— BRIEF 1 —
In the blog post on communication below, render the sentence "I love being concerned for people around." in French.

— EXCERPT PROVIDED —

Hi Readers
Hope you are keeping all fine and in healthy spirits. I am actually concerned about how you are for three major reasons:
- I love being concerned for people around.
- Being my precious reader, you earn the definite privilege of me being concerned for your well being (to continue reading my future works)
- I actually write not only for the passion I behold, but more predominantly to add an influential value to the pages of your lives’ story books too. I do try keeping you all fine and in healthy spirits as I borrow some minutes of your busy lives to spend reading my blogs!
So did you actually hear, what I said?
Not yet friends, I am yet to SPEAK! That’s what today’s blog is about! Today we are going to introspect on the 7 golden lessons we miss following while communicating.I learnt them with experience and practice, thought of sharing them with you too!
So here I begin with today’s caption. What I said? What you heard?

We all are well aware that COMMUNICATION is the most POWERFUL tool that we human beings are blessed with; to be able to connect to each other, to the world, to technology, to businesses and build relations both personal and professional. But did you know that the most common form of communication (SPOKEN) , can many a time serve as the least effective method of being HEARD and UNDERSTOOD of what we actually intend to express.
In this hyperactively progressive world, focused on attaining qualifications and certifications that supplement the advancements in technology and careers, the importance of communication has somehow taken a backseat. Though there are some very renowned executive leaders known for the strength of their influential communication that changed things around, not all of us give due importance to what, when, how and decide upon whether or not to COMMUNICATE.
COMMUNICATION is one such tool which can both MAKEUP and BREAKUP. I am not talking of the kind of MAKEUP or BREAKUP you just perceived, without me actually having said that! But yes, it does include that too. So here comes the first lesson:
- Human beings tend to perceive things before they are actually said/told in that manner. Remember the post “The Art of Judging”, we are judged upon our communication too!

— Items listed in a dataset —
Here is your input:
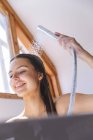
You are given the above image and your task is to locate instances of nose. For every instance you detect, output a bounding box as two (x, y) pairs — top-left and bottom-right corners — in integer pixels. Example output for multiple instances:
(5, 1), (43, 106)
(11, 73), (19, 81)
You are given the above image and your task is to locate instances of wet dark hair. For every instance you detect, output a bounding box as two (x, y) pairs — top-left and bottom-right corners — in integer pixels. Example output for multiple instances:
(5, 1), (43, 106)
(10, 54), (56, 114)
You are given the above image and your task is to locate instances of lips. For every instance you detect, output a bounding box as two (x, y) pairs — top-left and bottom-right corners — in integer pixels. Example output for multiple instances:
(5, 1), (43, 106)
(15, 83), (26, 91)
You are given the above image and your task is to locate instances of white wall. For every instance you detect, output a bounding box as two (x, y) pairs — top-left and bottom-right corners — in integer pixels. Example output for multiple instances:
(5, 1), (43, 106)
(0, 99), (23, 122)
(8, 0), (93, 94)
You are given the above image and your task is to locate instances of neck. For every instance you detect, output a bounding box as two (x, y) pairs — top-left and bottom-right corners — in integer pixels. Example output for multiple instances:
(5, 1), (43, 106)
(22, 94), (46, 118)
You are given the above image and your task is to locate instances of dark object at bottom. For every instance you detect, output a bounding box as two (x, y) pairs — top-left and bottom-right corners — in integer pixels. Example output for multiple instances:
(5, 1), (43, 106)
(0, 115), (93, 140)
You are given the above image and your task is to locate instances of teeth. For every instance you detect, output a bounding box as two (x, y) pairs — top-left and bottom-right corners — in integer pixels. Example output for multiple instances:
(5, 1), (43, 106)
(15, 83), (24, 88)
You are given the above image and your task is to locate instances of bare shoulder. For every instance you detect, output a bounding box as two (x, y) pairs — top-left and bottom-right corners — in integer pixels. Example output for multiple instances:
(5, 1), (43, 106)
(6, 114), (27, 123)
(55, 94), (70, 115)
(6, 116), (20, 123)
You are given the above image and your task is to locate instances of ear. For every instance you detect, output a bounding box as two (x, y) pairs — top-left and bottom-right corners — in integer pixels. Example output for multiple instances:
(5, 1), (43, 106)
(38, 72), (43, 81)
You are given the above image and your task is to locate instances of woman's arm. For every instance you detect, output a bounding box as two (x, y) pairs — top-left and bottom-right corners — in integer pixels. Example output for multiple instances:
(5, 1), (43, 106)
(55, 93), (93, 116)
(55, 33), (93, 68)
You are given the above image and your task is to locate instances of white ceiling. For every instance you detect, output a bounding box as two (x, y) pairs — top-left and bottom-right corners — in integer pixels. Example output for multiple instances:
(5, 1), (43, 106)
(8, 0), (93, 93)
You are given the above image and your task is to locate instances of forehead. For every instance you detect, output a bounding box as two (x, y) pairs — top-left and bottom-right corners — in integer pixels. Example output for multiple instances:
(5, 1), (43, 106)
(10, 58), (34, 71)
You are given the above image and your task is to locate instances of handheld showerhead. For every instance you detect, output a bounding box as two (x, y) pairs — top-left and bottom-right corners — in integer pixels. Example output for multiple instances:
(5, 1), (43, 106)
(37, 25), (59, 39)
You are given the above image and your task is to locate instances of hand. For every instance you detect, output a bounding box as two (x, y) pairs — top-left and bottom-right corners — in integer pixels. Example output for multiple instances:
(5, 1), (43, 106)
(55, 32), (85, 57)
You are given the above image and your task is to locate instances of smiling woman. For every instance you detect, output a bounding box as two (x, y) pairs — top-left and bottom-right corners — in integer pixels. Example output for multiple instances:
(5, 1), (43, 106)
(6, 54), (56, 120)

* * *

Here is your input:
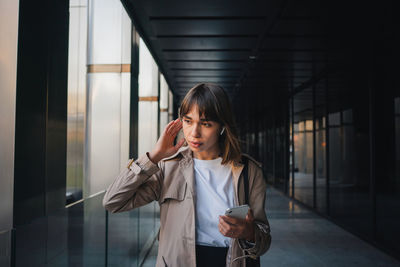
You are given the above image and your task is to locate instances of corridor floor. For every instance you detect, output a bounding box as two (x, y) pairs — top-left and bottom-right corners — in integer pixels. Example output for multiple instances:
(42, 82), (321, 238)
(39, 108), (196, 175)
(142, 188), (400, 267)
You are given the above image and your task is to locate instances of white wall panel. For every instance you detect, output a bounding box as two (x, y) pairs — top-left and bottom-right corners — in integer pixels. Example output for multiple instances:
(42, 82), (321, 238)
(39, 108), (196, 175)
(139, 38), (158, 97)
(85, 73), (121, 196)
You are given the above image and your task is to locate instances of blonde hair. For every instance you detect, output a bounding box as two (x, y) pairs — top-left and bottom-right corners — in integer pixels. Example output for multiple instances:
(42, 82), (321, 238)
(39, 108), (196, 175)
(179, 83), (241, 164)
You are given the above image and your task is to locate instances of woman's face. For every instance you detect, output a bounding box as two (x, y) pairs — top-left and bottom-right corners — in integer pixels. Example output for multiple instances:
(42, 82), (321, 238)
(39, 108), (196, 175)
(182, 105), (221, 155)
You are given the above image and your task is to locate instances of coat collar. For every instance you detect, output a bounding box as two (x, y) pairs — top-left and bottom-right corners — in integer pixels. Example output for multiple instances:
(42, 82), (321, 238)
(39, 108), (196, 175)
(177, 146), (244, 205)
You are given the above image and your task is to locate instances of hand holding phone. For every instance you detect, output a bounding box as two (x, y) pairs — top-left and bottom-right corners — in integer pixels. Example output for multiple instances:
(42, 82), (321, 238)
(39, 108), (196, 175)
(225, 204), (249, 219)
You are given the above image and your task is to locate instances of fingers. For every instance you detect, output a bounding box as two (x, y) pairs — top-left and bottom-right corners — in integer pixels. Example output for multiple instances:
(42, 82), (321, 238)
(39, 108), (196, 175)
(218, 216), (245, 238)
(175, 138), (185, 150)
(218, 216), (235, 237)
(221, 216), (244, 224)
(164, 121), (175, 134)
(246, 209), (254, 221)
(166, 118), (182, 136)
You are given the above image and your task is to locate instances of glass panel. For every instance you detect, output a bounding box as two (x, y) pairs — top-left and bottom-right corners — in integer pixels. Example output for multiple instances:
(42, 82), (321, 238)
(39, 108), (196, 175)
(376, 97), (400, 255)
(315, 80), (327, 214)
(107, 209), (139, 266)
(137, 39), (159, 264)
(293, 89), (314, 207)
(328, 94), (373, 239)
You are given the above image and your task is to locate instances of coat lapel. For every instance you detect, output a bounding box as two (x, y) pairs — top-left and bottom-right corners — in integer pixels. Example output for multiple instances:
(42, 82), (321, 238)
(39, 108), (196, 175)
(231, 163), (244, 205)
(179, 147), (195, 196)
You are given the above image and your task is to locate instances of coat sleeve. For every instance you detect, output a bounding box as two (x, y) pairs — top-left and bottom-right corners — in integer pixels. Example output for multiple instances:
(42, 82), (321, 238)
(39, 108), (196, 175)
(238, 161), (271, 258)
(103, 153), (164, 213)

— BRIEF 2 —
Copy out the lines of the entries above, starting at the line that contains "instances of teeth." and ending at the line that contains "(15, 83), (24, 88)", with both of those lines included.

— RIGHT ANSWER 1 —
J'aime me soucier des gens qui m'entourent.

— RIGHT ANSWER 2 —
You are given the above image and your task is to locate instances of teeth. For every instance you detect, output a bounding box as two (x, y) pairs — top-left and bottom-right corners — in integer pixels. Example output for multiple instances:
(5, 1), (43, 106)
(15, 83), (24, 88)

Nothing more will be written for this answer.